### Excerpt to read
************
Turkey's Information and Communication Technologies Authority (BTK) is circulating a draft, under active debate as of late April 2026, that would for the first time treat any service that encrypts and transmits internet traffic for privacy or security as a regulated carrier — a "Virtual Network Service Provider." Under the proposal, such providers would need a BTK license, a locally incorporated Turkish company (joint-stock or limited liability) with an authorized representative, user data stored inside Turkey, technical means for monitoring, compliance with content restrictions, and fast responses to official orders. Press accounts of the draft describe administrative fines of 1 million to 30 million lira, a roughly six-month cure period, and — for providers that stay unlicensed — bandwidth throttling of up to 90 percent and outright blocking.
The case the government is making
The strongest version of Ankara's argument deserves a fair hearing. The draft surfaced after two school attacks in Siverek, Şanlıurfa on April 14–15, 2026 that left nine people dead, including a teacher, according to Nordic Monitor; officials have tied the package to a broader child-safety effort that also includes a "child SIM" and national-ID login. Governments have a legitimate interest in being able to identify the operator of a service that millions of residents route their traffic through, and in not letting wholly offshore intermediaries operate as a law-free zone. Jurisdiction over a service used domestically is not an inherently unreasonable demand, and child protection is a serious aim, not a pretextual one.
But the strength of an aim does not validate the design of the instrument. The draft's defining move is a category error: it regulates a mathematical technique — encryption of transit traffic — as though it were a telecom operator. Almost every secure tool does what the draft describes. A corporate VPN connecting an Istanbul branch to headquarters encrypts and transmits traffic. So does a bank's TLS session, a messaging app's tunnel, and the privacy features increasingly built into mainstream browsers and operating systems. Drafting the trigger around the function rather than the abuse sweeps in the security infrastructure the economy runs on.
Localization and monitoring break the product
The requirements to store user data in Turkey and to enable monitoring are not compliance overhead — they are incompatible with the value proposition of a privacy VPN. A no-logs provider that creates Turkish user logs and a lawful-interception interface is no longer a no-logs provider. This is why credible operators tend to exit rather than comply: the alternative is to ship a weaker product worldwide or to maintain a backdoored Turkish variant that any sophisticated user will distrust. The likely result is not safer VPNs but the departure of the reputable ones and the persistence of opaque, genuinely risky apps.
The mandates have a precedent — and a warning
The localization and local-representative requirements echo Turkey's 2020 social-media amendments to Law No. 5651, which required large platforms to appoint local representatives and keep Turkish users' data in-country. As the Electronic Frontier Foundation warned at the time, a local representative is also a local pressure point — a person exposed to domestic legal action — and escalating fines (then TRY 10 million, rising to TRY 30 million) push intermediaries to over-remove lawful speech to avoid penalties. The VPN draft transplants that architecture onto the layer people use precisely to resist over-removal.
************
### Apply what you read
**a.** Based on the text on Turkey's VPN draft above, decide whether each statement agrees with it: (i) the draft describes administrative fines of 1 million to 30 million lira; (ii) the school attacks took place in Istanbul; (iii) the 2020 social-media amendments changed Law No. 5651. For each, answer yes or no and quote the words that settle it.
**b.** Update the text on Turkey's VPN draft from "But the strength" to "economy runs on.", putting "Ankara branch" in place of "Istanbul branch".
**c.** According to the text on Turkey's VPN draft, what could happen to providers that stay unlicensed?

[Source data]
************
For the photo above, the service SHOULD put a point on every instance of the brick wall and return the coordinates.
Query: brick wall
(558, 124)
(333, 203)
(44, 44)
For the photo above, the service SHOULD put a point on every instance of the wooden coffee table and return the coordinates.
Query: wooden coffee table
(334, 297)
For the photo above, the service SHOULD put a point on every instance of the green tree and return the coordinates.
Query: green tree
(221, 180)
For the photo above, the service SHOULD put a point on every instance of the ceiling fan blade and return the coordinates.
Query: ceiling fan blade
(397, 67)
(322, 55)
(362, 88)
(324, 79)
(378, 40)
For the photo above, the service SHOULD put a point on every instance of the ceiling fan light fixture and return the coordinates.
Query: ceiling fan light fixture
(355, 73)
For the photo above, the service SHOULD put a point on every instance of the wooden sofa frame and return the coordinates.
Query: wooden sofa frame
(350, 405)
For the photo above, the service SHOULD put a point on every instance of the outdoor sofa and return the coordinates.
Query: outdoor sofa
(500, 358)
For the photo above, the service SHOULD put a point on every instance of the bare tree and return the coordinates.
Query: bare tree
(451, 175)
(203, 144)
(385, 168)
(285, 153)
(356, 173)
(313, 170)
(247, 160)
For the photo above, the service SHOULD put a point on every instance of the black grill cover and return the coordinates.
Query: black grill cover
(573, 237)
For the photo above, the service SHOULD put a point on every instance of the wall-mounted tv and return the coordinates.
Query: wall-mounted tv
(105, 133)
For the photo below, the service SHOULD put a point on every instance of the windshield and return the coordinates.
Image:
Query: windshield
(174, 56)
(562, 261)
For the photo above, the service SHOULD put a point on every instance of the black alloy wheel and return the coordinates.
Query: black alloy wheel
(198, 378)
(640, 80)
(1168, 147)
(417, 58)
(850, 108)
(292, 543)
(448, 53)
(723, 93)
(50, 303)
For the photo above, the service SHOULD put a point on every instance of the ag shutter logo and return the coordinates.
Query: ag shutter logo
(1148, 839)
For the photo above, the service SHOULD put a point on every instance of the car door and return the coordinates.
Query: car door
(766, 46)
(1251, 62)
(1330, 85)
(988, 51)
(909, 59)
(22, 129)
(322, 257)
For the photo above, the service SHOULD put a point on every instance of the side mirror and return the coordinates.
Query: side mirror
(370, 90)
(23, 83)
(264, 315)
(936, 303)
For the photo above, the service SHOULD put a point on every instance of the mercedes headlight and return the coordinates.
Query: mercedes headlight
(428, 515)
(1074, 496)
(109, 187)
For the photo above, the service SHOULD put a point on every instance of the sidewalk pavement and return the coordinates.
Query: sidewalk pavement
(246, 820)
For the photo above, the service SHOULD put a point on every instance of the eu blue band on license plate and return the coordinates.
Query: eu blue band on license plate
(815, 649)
************
### Answers for this exercise
**a.**
(i) Yes: "administrative fines of 1 million to 30 million lira"
(ii) No: "two school attacks in Siverek, Şanlıurfa on April 14–15, 2026"
(iii) Yes: "Turkey's 2020 social-media amendments to Law No. 5651"

**b.**
But the strength of an aim does not validate the design of the instrument. The draft's defining move is a category error: it regulates a mathematical technique — encryption of transit traffic — as though it were a telecom operator. Almost every secure tool does what the draft describes. A corporate VPN connecting an Ankara branch to headquarters encrypts and transmits traffic. So does a bank's TLS session, a messaging app's tunnel, and the privacy features increasingly built into mainstream browsers and operating systems. Drafting the trigger around the function rather than the abuse sweeps in the security infrastructure the economy runs on.

**c.** Bandwidth throttling of up to 90 percent and outright blocking.